» Activity
When you spot the word "island" in a line of the data below, copy that line.
========================================
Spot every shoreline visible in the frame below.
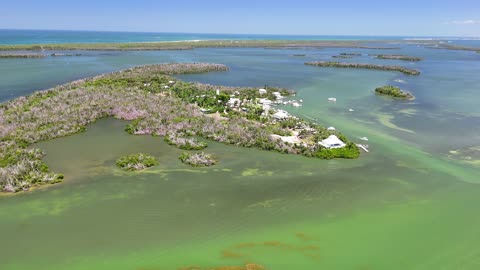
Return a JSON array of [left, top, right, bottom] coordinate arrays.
[[0, 53, 46, 58], [371, 54, 422, 61]]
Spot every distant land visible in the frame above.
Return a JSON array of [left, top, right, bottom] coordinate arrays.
[[1, 30, 479, 53]]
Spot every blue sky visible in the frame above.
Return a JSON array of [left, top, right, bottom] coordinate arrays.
[[1, 0, 480, 36]]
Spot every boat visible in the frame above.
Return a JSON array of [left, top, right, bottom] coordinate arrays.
[[356, 144, 369, 153]]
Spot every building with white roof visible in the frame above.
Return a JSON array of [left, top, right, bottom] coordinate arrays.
[[318, 135, 346, 149], [227, 98, 241, 107], [258, 98, 273, 105], [272, 92, 283, 100], [273, 110, 289, 120]]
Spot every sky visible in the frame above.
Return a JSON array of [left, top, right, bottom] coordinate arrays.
[[1, 0, 480, 37]]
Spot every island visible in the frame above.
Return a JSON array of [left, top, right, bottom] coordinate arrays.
[[0, 53, 46, 58], [51, 53, 82, 57], [305, 61, 421, 75], [427, 43, 480, 52], [332, 53, 362, 58], [332, 55, 353, 59], [0, 40, 402, 51], [116, 153, 159, 171], [375, 85, 415, 100], [340, 53, 362, 56], [179, 152, 217, 167], [372, 54, 422, 61], [0, 63, 360, 193]]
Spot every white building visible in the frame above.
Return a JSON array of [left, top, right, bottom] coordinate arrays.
[[319, 135, 346, 149], [259, 88, 267, 95], [227, 98, 241, 107], [273, 110, 289, 120], [259, 98, 273, 105], [272, 92, 283, 100]]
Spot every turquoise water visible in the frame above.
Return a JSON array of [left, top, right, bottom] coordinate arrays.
[[1, 45, 480, 158], [1, 29, 480, 45], [0, 29, 402, 44], [1, 42, 480, 269]]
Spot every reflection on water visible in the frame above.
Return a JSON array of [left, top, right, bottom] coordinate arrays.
[[1, 44, 480, 269]]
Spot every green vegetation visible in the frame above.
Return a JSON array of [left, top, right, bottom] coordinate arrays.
[[332, 55, 353, 59], [305, 61, 421, 75], [51, 53, 82, 57], [373, 54, 422, 61], [314, 142, 360, 159], [0, 54, 46, 58], [340, 53, 361, 56], [165, 134, 208, 150], [375, 85, 415, 100], [116, 153, 159, 171], [0, 141, 63, 192], [179, 152, 217, 167]]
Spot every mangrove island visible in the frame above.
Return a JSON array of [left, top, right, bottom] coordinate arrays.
[[179, 152, 217, 167], [0, 63, 360, 193], [305, 61, 421, 75], [116, 153, 159, 171], [0, 53, 46, 58], [372, 54, 422, 61], [375, 85, 415, 100]]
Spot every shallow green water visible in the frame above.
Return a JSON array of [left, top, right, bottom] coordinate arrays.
[[1, 45, 480, 269]]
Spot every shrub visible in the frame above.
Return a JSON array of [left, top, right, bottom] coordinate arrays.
[[116, 153, 159, 171], [179, 152, 217, 167], [375, 85, 414, 99], [165, 134, 208, 150]]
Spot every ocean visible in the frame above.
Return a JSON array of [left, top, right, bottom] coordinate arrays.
[[1, 29, 479, 45]]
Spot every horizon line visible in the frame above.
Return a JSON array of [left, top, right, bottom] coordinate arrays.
[[1, 28, 479, 39]]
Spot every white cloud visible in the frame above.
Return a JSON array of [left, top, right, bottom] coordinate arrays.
[[446, 20, 478, 25]]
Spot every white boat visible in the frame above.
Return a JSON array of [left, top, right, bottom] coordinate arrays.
[[356, 144, 369, 153], [328, 97, 337, 102], [359, 137, 369, 141]]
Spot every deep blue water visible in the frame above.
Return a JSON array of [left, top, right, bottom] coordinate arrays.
[[1, 29, 480, 45]]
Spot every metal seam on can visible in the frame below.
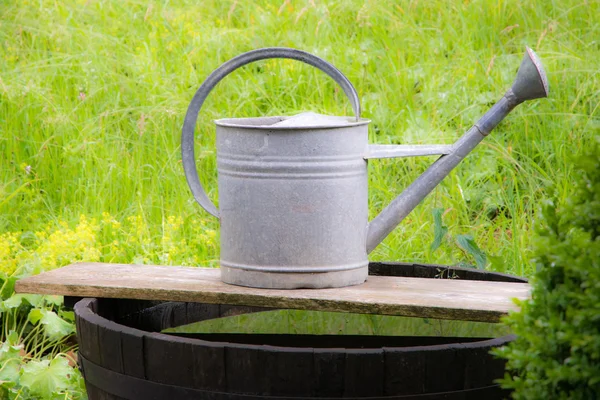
========================================
» Response
Spot every island visible in the frame above.
Spot every mangrove island visible in the frame above.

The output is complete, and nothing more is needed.